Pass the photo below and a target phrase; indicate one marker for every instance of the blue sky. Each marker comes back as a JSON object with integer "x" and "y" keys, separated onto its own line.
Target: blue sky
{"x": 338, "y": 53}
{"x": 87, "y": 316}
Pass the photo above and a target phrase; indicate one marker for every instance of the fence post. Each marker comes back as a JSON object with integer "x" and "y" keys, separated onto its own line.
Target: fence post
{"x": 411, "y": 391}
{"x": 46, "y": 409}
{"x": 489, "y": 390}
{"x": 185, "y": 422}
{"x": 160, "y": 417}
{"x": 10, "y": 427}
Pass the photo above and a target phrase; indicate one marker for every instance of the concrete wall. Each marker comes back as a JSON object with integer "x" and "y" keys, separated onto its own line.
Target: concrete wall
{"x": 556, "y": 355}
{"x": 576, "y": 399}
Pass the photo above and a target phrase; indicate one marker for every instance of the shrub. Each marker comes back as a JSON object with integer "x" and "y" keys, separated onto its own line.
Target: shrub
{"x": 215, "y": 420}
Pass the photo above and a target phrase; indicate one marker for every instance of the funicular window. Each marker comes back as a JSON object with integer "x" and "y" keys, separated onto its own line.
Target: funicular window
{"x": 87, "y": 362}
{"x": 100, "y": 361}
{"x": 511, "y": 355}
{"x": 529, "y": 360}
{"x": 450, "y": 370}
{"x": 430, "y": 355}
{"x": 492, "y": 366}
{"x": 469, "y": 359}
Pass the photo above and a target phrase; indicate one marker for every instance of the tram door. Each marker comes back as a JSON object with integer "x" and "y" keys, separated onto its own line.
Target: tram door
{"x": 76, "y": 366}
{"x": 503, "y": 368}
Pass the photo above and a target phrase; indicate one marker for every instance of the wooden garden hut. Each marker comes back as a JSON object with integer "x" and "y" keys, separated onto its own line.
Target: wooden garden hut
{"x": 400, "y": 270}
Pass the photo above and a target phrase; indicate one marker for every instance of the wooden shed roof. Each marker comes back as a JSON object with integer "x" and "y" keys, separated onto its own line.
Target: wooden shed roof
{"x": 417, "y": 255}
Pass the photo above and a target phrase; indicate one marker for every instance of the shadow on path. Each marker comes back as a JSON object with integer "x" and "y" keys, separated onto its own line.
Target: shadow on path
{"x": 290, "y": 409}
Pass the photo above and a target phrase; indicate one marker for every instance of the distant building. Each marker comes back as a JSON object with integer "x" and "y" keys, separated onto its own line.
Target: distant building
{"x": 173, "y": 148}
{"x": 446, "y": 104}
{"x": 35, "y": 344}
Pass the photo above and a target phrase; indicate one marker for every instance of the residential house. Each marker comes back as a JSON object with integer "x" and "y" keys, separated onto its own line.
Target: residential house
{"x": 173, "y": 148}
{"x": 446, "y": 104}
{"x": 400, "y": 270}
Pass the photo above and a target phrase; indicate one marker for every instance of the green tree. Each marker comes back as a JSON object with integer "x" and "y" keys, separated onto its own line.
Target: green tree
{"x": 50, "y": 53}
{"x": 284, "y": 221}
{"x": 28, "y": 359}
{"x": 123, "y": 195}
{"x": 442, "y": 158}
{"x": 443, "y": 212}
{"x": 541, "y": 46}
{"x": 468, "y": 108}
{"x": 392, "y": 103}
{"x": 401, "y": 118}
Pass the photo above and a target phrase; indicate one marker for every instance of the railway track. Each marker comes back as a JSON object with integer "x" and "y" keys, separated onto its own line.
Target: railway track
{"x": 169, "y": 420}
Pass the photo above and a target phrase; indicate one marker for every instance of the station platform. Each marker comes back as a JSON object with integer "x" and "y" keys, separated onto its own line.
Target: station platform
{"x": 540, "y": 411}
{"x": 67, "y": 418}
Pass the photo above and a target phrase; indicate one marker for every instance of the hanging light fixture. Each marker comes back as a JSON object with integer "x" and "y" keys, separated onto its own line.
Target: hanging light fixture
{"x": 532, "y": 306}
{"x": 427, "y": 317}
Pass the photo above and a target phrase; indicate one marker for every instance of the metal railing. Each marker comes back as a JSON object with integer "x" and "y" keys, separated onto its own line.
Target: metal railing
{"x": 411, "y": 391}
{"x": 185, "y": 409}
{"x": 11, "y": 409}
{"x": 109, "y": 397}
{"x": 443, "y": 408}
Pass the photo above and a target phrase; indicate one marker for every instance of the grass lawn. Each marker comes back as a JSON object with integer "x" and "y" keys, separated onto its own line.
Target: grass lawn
•••
PROBLEM REQUIREMENTS: Take the entries above and copy them out exactly.

SOLUTION:
Pass the photo below and a target phrase; indicate one marker for every instance of the blue sky. Each marker comes back as a JSON object with integer "x" and "y" keys, separated onto its own line.
Target: blue sky
{"x": 338, "y": 53}
{"x": 87, "y": 316}
Pass the photo above and a target phrase; indicate one marker for every instance of the fence post. Each marker comes back as a JSON object with integer "x" and "y" keys, separated onto its own line.
Target: fence post
{"x": 411, "y": 391}
{"x": 46, "y": 409}
{"x": 489, "y": 390}
{"x": 185, "y": 422}
{"x": 160, "y": 417}
{"x": 10, "y": 427}
Pass the photo above and a target phrase; indicate one marker for every instance of the concrete wall. Each marker comes back as a JSON object with integer "x" and "y" keys, separated onto its own line.
Target: concrete wall
{"x": 556, "y": 355}
{"x": 576, "y": 399}
Pass the photo above and a target phrase; indicate one marker for every instance of the shrub. Each marker comes back as a JSON object with integer "x" and "y" keys, separated onto its own line.
Target: shrub
{"x": 215, "y": 420}
Pass the photo above and a target phrase; indicate one marker for every instance of the funicular window. Each marker comes back as a JSON object with integer "x" and "y" keys, separated onto its own line.
Target: funicular window
{"x": 87, "y": 362}
{"x": 100, "y": 361}
{"x": 511, "y": 355}
{"x": 529, "y": 360}
{"x": 450, "y": 370}
{"x": 430, "y": 355}
{"x": 492, "y": 366}
{"x": 469, "y": 359}
Pass the photo above and a target phrase; indicate one marker for every instance of the tram door. Each marker comes back as a JSON object with integer "x" and "y" keys, separated onto its own line.
Target: tram door
{"x": 76, "y": 366}
{"x": 503, "y": 368}
Pass the photo above and a target phrase; indicate one marker for every instance of the wooden garden hut. Each marker comes back as a JSON object with integer "x" and "y" keys, separated onto its own line.
Target: wooden garden hut
{"x": 400, "y": 270}
Pass the photo above and a target phrase; indicate one marker for every instance of the wooden shed roof. Each marker comes back as a JSON object with integer "x" and "y" keys, separated onto its own line.
Target: wooden shed roof
{"x": 417, "y": 255}
Pass the photo above and a target phrase; indicate one marker for every instance of the shadow on path. Each marker comes back as a JSON object with integer "x" and "y" keys, separated onto its own line.
Target: shadow on path
{"x": 290, "y": 409}
Pass the photo above and a target phrase; indicate one marker for every instance of the distant building. Each marker comes back as a JSON object with integer "x" and "y" keys, separated onto its own line.
Target: distant building
{"x": 173, "y": 148}
{"x": 446, "y": 104}
{"x": 35, "y": 344}
Pass the photo above and a target phrase; indicate one marker for every instance of the residential house. Each marker comes back as a JSON object with integer "x" and "y" keys, separated onto its own line.
Target: residential house
{"x": 173, "y": 148}
{"x": 446, "y": 104}
{"x": 400, "y": 270}
Pass the photo above and a target phrase; indicate one marker for every instance of the green tree. Each marker comes back as a JSON object with integer "x" and "y" keys, separated onto its own line.
Target: green tree
{"x": 50, "y": 53}
{"x": 284, "y": 221}
{"x": 28, "y": 359}
{"x": 123, "y": 195}
{"x": 442, "y": 158}
{"x": 443, "y": 212}
{"x": 541, "y": 46}
{"x": 468, "y": 108}
{"x": 392, "y": 103}
{"x": 401, "y": 118}
Pass the photo above and a target phrase; indicate one marker for every instance of the railway track. Each marker comes back as a JSON object with integer "x" and "y" keys, separated onto its own line.
Target: railway track
{"x": 169, "y": 420}
Pass the photo above and a target phrase; indicate one marker for every instance of the station platform. Each marker comes back as a JSON object with integer "x" and "y" keys, separated onto its own line.
Target: station platform
{"x": 540, "y": 411}
{"x": 67, "y": 418}
Pass the photo above and a target phrase; indicate one marker for every instance of the hanging light fixture. Each marker comes back as a JSON object with integer "x" and "y" keys, separated onto its own line.
Target: hanging light fixture
{"x": 532, "y": 306}
{"x": 427, "y": 317}
Pass the photo above and a target phrase; indicate one marker for every instance of the metal railing. Each marker comes back as a JSON object with integer "x" and "y" keys, separated onto its own line.
Target: metal railing
{"x": 411, "y": 391}
{"x": 185, "y": 409}
{"x": 11, "y": 409}
{"x": 109, "y": 397}
{"x": 443, "y": 408}
Pass the photo above and a target phrase; indicate one marker for every instance of the grass lawn. Each marker comes back as a JSON object with integer "x" and "y" keys, separated onto its own line.
Target: grass lawn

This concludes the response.